ESTRATTO DEL TESTO:

Tra kitsch e trash: il cattivo gusto è l'altra faccia del populismo
In politica e nello spettacolo spopola il cosiddetto “cattivo gusto”, che sembra strettamente connesso con l’avvento dei populismi, e non solo. E che oggi, complici social e nuovi media, sembra l’unica estetica in grado di funzionare a livello globale
Donald trump è kitsch oppure trash? La casa dove vive, la Trump Tower, con i suoi arredi, i mobili, la camera da letto, i ninnoli del salotto, i sanitari, è kitsch o trash? E come sono i suoi vestiti, gli abiti della moglie e del figlio, la tinta dei capelli? E Beppe Grillo come lo si può definire dal punto di vista estetico: kitsch o trash? E il video del giapponese Pikotaro che, a tre anni dal precedente di “Gangnam Style”, sta collezionando milioni di visualizzazioni in tutto il mondo? Trash o pop-kitsch? Che rapporto c’è tra Pikotaro e Trump? Politica e spettacolo uniti nel trash? Per rispondere a questa domande bisognerebbe spiegare in cosa consistono categorie che riguardano il cosiddetto “cattivo gusto”, il quale sembra strettamente connesso con l’avvento dei populismi, e non solo. E che oggi, complici social e nuovi media, sembra l’unica estetica in grado di funzionare a livello globale.

CONSEGNA A: Stabilisci se le seguenti affermazioni concordano con il testo sul cattivo gusto, rispondendo sì o no e citando le parole decisive: (i) Trump vive nella Trump Tower; (ii) il video di Pikotaro arriva a cinque anni da "Gangnam Style"; (iii) il cattivo gusto sembra legato all'avvento dei populismi.
CONSEGNA B: Prosegui il testo sul cattivo gusto dopo la sua ultima frase.
I dati che seguono non sono necessari.

MATERIALE:
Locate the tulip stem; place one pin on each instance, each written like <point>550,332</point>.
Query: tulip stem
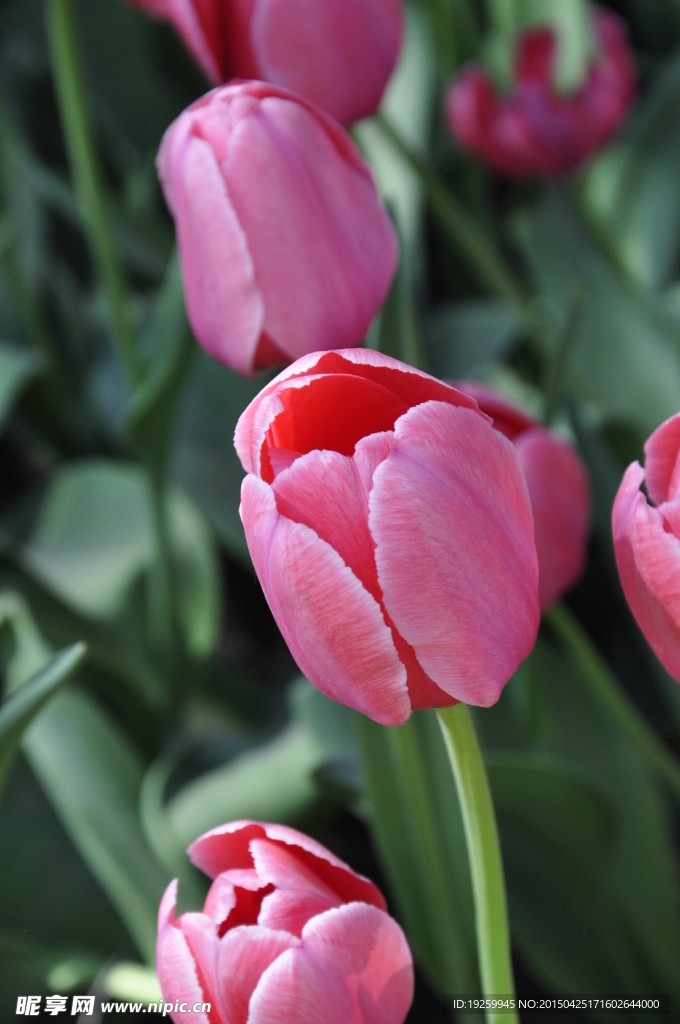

RISPOSTA ATTESA A:
(i) Sì: «La casa dove vive, la Trump Tower».
(ii) No: «a tre anni dal precedente di “Gangnam Style”».
(iii) Sì: «sembra strettamente connesso con l’avvento dei populismi».

RISPOSTA ATTESA B:
Se Hermann Broch, lo scrittore e filosofo austriaco sfuggito al nazismo, spiegava ai suoi attenti studenti di una università americana che l’essenza del kitsch consisteva nello scambio tra una categoria etica e una estetica, oggi si potrebbe davvero dire lo stesso? E che ne è del “camp”, che Tommaso Labranca nel fondamentale “Andy Warhol era un coatto. Vivere e capire il trash” (Castelvecchi) uscito nel 1994, cartografia della nascente epoca berlusconiana, aveva descritto insieme al kitsch e al trash? Marx sosteneva che nella storia gli eventi si ripetono: la prima volta sotto forma di tragedia, la seconda di farsa. Ma forse non è proprio così. Siamo immersi in una farsa, che può evolvere in tragedia, e in tutto questo il gusto sembra avere un ruolo importante, o almeno fungere da indicatore e sintomo.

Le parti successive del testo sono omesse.